### Information provided

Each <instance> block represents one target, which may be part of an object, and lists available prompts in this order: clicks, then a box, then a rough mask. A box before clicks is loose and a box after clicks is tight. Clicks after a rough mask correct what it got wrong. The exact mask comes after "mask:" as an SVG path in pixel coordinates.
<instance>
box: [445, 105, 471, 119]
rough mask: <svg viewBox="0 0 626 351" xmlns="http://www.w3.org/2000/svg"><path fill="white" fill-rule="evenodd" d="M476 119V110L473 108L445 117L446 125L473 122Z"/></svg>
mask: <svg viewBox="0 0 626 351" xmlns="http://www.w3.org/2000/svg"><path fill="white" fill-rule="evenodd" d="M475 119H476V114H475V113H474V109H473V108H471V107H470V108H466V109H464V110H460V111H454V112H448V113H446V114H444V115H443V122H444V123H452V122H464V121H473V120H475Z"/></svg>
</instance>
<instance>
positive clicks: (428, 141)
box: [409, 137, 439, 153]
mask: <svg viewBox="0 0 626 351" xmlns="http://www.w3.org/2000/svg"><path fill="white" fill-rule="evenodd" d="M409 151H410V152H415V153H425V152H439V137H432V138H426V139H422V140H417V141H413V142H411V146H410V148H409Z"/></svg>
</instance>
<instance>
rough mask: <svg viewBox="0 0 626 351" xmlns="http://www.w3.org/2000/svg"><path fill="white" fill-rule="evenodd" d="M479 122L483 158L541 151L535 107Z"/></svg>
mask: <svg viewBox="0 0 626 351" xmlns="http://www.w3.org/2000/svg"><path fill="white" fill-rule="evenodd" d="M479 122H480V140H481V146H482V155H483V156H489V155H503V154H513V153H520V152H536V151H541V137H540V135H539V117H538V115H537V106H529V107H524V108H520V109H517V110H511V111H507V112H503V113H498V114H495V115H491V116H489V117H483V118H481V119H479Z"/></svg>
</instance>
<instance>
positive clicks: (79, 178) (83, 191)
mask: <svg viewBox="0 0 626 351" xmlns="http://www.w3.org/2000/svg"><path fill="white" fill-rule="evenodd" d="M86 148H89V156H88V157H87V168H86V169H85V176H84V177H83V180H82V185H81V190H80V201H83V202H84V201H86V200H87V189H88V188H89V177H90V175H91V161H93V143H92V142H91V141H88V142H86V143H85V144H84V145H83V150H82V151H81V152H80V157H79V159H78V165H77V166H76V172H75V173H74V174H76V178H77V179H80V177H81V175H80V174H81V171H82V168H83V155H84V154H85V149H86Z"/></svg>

######

== About this exercise ==
Pull out each line of the material above that contains the string "positive", treating uppercase and lowercase letters as different.

== Answer space ==
positive clicks: (428, 141)
positive clicks: (79, 178) (83, 191)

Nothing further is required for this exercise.